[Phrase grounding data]
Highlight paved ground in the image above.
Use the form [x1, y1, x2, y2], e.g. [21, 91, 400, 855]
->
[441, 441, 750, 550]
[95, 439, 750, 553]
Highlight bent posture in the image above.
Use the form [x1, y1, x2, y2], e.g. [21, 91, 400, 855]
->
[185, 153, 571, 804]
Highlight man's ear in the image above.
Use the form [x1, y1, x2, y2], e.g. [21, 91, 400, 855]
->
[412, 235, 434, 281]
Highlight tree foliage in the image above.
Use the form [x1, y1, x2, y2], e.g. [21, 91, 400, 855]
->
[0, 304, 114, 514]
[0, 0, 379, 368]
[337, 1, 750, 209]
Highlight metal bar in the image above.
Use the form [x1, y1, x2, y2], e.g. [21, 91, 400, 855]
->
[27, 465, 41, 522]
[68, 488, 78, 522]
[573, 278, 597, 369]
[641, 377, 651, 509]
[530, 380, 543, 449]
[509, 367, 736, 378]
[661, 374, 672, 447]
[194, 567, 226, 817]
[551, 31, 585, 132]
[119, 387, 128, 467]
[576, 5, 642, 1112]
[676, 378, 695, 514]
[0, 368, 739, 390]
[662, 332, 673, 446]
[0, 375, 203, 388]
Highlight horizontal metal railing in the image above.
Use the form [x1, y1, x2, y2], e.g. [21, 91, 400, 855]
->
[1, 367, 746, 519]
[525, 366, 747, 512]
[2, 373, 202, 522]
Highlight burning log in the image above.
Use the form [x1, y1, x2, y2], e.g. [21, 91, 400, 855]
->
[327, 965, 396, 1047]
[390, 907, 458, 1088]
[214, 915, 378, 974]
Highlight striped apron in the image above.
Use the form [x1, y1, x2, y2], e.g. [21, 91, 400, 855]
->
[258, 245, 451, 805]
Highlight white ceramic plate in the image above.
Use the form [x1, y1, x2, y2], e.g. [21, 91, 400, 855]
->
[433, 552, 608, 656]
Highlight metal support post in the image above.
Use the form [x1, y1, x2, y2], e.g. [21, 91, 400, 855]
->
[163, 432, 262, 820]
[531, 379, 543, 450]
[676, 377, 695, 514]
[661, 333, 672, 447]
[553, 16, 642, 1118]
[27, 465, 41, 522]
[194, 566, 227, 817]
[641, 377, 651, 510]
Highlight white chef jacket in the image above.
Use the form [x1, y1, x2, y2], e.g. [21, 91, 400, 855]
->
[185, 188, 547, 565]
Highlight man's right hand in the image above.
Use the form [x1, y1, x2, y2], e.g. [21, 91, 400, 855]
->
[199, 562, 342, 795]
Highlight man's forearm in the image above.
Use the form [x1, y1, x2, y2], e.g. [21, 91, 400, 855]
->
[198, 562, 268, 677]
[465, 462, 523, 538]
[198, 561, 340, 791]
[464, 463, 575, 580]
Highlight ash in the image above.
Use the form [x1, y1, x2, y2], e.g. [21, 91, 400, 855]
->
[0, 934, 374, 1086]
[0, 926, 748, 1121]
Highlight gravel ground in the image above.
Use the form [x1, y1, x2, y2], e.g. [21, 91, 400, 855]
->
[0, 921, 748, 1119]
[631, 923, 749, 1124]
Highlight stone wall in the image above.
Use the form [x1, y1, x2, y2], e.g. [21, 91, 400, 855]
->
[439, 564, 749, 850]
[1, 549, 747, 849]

#### REQUIRED WORK
Could you write out all the records exactly, please?

#### ANSWER TO THIS EXERCISE
Highlight paved ground in the image above.
Use the form [x1, y1, x2, y2], e.g. [21, 91, 400, 855]
->
[441, 441, 750, 550]
[95, 439, 750, 553]
Highlight bent posture in the image above.
Use the form [x1, y1, x2, y2], e.g. [21, 91, 400, 855]
->
[185, 153, 571, 804]
Highlight man's ear in the image above.
Use the form [x1, y1, x2, y2], e.g. [21, 91, 400, 855]
->
[412, 235, 434, 281]
Highlight tree foliage in the image above.
Use the form [x1, y1, x2, y2], e.g. [21, 91, 400, 855]
->
[0, 304, 114, 514]
[0, 0, 379, 368]
[337, 1, 750, 209]
Highlight metal bar in the image above.
Use the form [x1, y1, x2, y2], e.g. [21, 91, 400, 855]
->
[27, 465, 41, 522]
[68, 488, 78, 522]
[573, 278, 597, 369]
[641, 377, 651, 509]
[530, 380, 543, 449]
[509, 367, 736, 378]
[661, 374, 672, 447]
[194, 567, 226, 817]
[551, 31, 585, 132]
[119, 387, 128, 467]
[576, 5, 642, 1112]
[676, 378, 695, 514]
[0, 368, 739, 390]
[662, 332, 673, 446]
[0, 375, 203, 388]
Highlight horizontal metal railing in the image above.
Use the form [x1, y1, x2, y2], e.g. [21, 91, 400, 855]
->
[1, 367, 746, 519]
[525, 366, 747, 512]
[2, 373, 202, 522]
Highlight burning log in the image above.
Use the form [x1, y1, x2, y2], e.g. [21, 91, 400, 855]
->
[327, 965, 396, 1047]
[390, 907, 458, 1088]
[214, 915, 378, 974]
Highlight striped apron in the image above.
Use the form [x1, y1, x2, y2], e.g. [21, 91, 400, 855]
->
[258, 245, 451, 805]
Highlight white ceramic plate in the image above.
Use the form [x1, y1, x2, y2], e.g. [21, 91, 400, 855]
->
[433, 552, 608, 656]
Highlight metal support post in the image above.
Use the form [x1, y1, x2, y2], e.g. [21, 91, 400, 855]
->
[163, 432, 262, 820]
[531, 379, 543, 450]
[676, 377, 695, 514]
[661, 333, 672, 447]
[553, 16, 642, 1118]
[27, 465, 41, 522]
[194, 566, 227, 817]
[641, 377, 651, 510]
Highlight white chef jacket in the image above.
Use the form [x1, y1, x2, y2], e.g. [21, 91, 400, 855]
->
[185, 188, 547, 565]
Highlight man's right hand in the image above.
Use the form [x1, y1, x2, y2], e.g. [21, 91, 400, 855]
->
[199, 562, 342, 795]
Highlight man's forearm in the image above.
Use the form [x1, y1, x2, y2], e.g. [21, 91, 400, 855]
->
[198, 562, 268, 677]
[465, 462, 523, 538]
[198, 561, 340, 791]
[464, 463, 575, 580]
Highlight ash in the image above.
Use the form [x1, y1, x2, y2], e.g. [21, 91, 400, 855]
->
[0, 934, 374, 1086]
[0, 926, 748, 1121]
Highlight gravel ground in the image above.
Use the form [x1, y1, x2, y2], e.g. [21, 91, 400, 855]
->
[0, 921, 748, 1119]
[631, 923, 749, 1124]
Highlight stone wall in the image above.
Use the form [x1, y1, x2, y2], e.g. [21, 91, 400, 855]
->
[439, 564, 749, 850]
[1, 549, 747, 849]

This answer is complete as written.